◆ **Records from a collection**
╔══
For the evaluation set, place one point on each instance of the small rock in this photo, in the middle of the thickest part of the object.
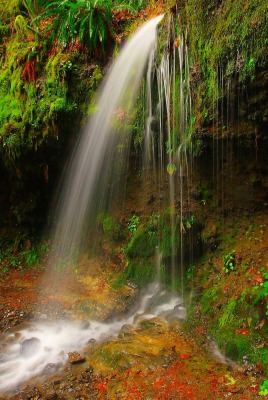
(51, 395)
(76, 358)
(126, 331)
(85, 325)
(30, 347)
(50, 368)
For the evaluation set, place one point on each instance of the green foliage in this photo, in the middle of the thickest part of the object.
(229, 261)
(133, 223)
(208, 300)
(87, 22)
(141, 245)
(228, 313)
(112, 229)
(18, 252)
(228, 41)
(133, 5)
(264, 388)
(140, 272)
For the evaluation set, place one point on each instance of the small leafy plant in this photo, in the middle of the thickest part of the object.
(133, 223)
(264, 388)
(229, 262)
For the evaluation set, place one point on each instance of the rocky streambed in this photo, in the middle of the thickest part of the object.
(144, 355)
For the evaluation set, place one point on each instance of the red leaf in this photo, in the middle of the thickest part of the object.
(185, 356)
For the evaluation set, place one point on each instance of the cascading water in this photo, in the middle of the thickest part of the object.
(87, 179)
(89, 171)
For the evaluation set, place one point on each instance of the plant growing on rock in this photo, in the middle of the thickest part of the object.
(87, 22)
(229, 261)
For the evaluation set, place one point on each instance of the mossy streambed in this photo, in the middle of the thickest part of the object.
(147, 358)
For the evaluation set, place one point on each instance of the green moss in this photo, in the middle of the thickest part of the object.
(209, 300)
(113, 229)
(227, 42)
(141, 245)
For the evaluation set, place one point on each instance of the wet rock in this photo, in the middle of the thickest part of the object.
(85, 325)
(51, 394)
(126, 331)
(30, 347)
(76, 358)
(50, 368)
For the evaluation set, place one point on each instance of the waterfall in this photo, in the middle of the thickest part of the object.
(100, 147)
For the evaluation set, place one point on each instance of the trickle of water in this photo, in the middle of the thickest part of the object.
(87, 185)
(42, 348)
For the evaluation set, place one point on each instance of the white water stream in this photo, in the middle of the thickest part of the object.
(42, 348)
(33, 349)
(100, 147)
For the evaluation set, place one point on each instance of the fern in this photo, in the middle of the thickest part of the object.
(88, 21)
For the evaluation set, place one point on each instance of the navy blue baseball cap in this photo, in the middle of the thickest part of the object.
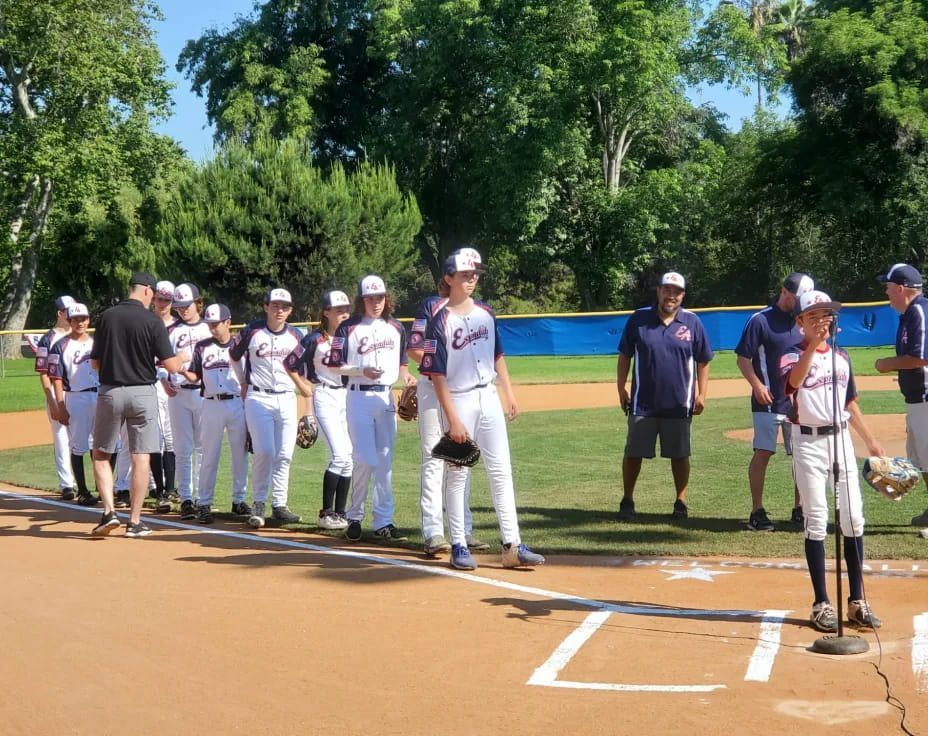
╚══
◆ **Short task**
Rewrite all the rows above, renaming "evaluation set" to "benchmark" and leaving everything else unchanged. Omit the pictures from your answer.

◆ **Answer to the exercise**
For the benchmark, place one point on each instance of the small rock in this photo, in the middle of the thickest part of the object.
(51, 395)
(76, 358)
(126, 331)
(85, 325)
(30, 347)
(50, 368)
For the benchmark, place one point on each instance of the green foliage in this photo, in the middle of the thickest part of the object.
(229, 261)
(133, 223)
(208, 300)
(87, 22)
(141, 245)
(228, 313)
(112, 229)
(18, 252)
(228, 41)
(133, 5)
(264, 388)
(140, 272)
For the benchmark, place one point on each instance of the small leafy plant in this photo, in the middle of the thickest part of the object.
(133, 223)
(264, 388)
(229, 262)
For the benchmark, place one point on each instance of the rocky streambed in this photo, in the middle of the thickest part of the object.
(144, 355)
For the benchmark, place one point on each instance of the red leaf in this photo, in the middle of the thickest part of the object.
(185, 356)
For the benchmark, place one point on each instance of the cascading water in this photo, in the middle of the thickest part of the object.
(87, 179)
(89, 171)
For the benchmark, place one point on each instance of the plant growing on rock in this photo, in the middle of the thickest part of the object.
(87, 22)
(229, 261)
For the benchmark, place one point on each instance of the mossy streambed in this photo, in the middle of the thickest part of the object.
(147, 358)
For the benchmark, place one point on each instance of the green moss in this photo, in the middle of the thickest part of the object.
(209, 300)
(113, 229)
(227, 42)
(141, 245)
For the benchmark, place one point on each instance of the wet rock in this photo, in the middle of the thickest part of the object.
(85, 325)
(51, 394)
(126, 331)
(30, 347)
(76, 358)
(50, 368)
For the benchmark, place one point on each instance of the waterfall in this photo, in the middle of the thickest part of the object.
(100, 147)
For the benchmark, place one point on each instance of the trickle of water in this photo, in the middle of the thickest part of the object.
(87, 185)
(42, 348)
For the benchmark, place one point on each instance of the white water stream in this photo, in the middle of the thickest part of the object.
(42, 348)
(33, 349)
(100, 147)
For the benchmark, place one point on each instance of the fern in this photo, in the middle of the thickest part of the object.
(88, 21)
For the benchmark, place one point on each instance of the navy blue baseball cap in this photo, in the middle of the thickest part of the object.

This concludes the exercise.